The applicant’s traffic flow data is flawed and inaccurate. Photographic evidence was collated to demonstrate that data collection points were sited at points in the road where speeds were atypically low. Consequently, access roads are much more dangerous than they claim.
In the absence of a third bridge to Reading the proposed development would place intolerable pressure on the already seriously over-stretched river crossings in Sonning and Reading. Pressure on these Thames crossings will be further increased by the new housing allocations under the Sonning Common Neighbourhood Plan and infill in the wider area. This proposed development would contribute to blocking the scope for a relief road from any third bridge to Reading.
Local bus services are inadequate for a development of this scale. The applicant’s assertion that an increase in demand will result in additional bus services being provided is speculative. The proposal to provide bus stops near the entrance to the development site on the B481 (Peppard Road) will have a detrimental impact on traffic flow on that road which is a busy cut-through for traffic travelling through South Oxfordshire to Reading and beyond (to the M3 and M4).

Set of tasks:
**a)** Answer these questions from the planning objection:
(i) Where, according to the photographic evidence, were the data collection points sited?
(ii) Which river crossings are described as already seriously over-stretched?
(iii) On which road are the bus stops near the development site entrance proposed?
**b)** List every road or motorway that the planning objection identifies by name or number.
**c)** Output the portion of the planning objection that begins with the words containing "Local bus services" and ends with "M3 and M4).".

[Region pointing data]
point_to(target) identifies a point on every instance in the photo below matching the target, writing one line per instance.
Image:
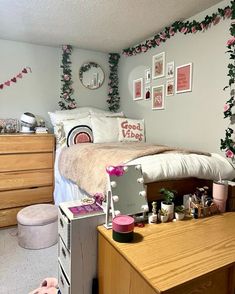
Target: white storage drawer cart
(77, 251)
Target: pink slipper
(49, 282)
(51, 290)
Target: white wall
(39, 92)
(195, 119)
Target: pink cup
(220, 195)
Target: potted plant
(163, 215)
(179, 212)
(167, 203)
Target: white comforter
(175, 166)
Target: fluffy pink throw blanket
(85, 164)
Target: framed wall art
(170, 87)
(158, 66)
(147, 92)
(158, 97)
(147, 75)
(183, 78)
(170, 70)
(138, 89)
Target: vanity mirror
(126, 191)
(91, 75)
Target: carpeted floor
(22, 270)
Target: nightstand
(77, 252)
(26, 173)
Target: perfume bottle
(152, 218)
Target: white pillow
(78, 131)
(105, 129)
(131, 130)
(57, 117)
(108, 114)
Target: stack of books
(41, 130)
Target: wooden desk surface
(170, 254)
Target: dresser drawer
(63, 283)
(23, 197)
(65, 259)
(20, 162)
(64, 229)
(20, 180)
(22, 143)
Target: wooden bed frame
(186, 186)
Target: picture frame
(183, 78)
(158, 99)
(147, 75)
(138, 89)
(170, 87)
(170, 70)
(158, 65)
(147, 92)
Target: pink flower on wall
(171, 31)
(226, 107)
(231, 41)
(228, 12)
(184, 30)
(229, 153)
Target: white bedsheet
(155, 168)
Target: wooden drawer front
(8, 216)
(20, 180)
(26, 143)
(18, 162)
(63, 283)
(214, 283)
(24, 197)
(64, 258)
(64, 229)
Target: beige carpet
(22, 270)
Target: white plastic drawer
(64, 228)
(65, 259)
(63, 283)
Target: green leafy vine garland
(67, 102)
(228, 143)
(113, 92)
(182, 27)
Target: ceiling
(102, 25)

Solutions per task:
**a)**
(i) At points in the road where speeds were atypically low.
(ii) The river crossings in Sonning and Reading.
(iii) The B481 (Peppard Road).

**b)**
B481 (Peppard Road)
M3
M4

**c)**
Local bus services are inadequate for a development of this scale. The applicant’s assertion that an increase in demand will result in additional bus services being provided is speculative. The proposal to provide bus stops near the entrance to the development site on the B481 (Peppard Road) will have a detrimental impact on traffic flow on that road which is a busy cut-through for traffic travelling through South Oxfordshire to Reading and beyond (to the M3 and M4).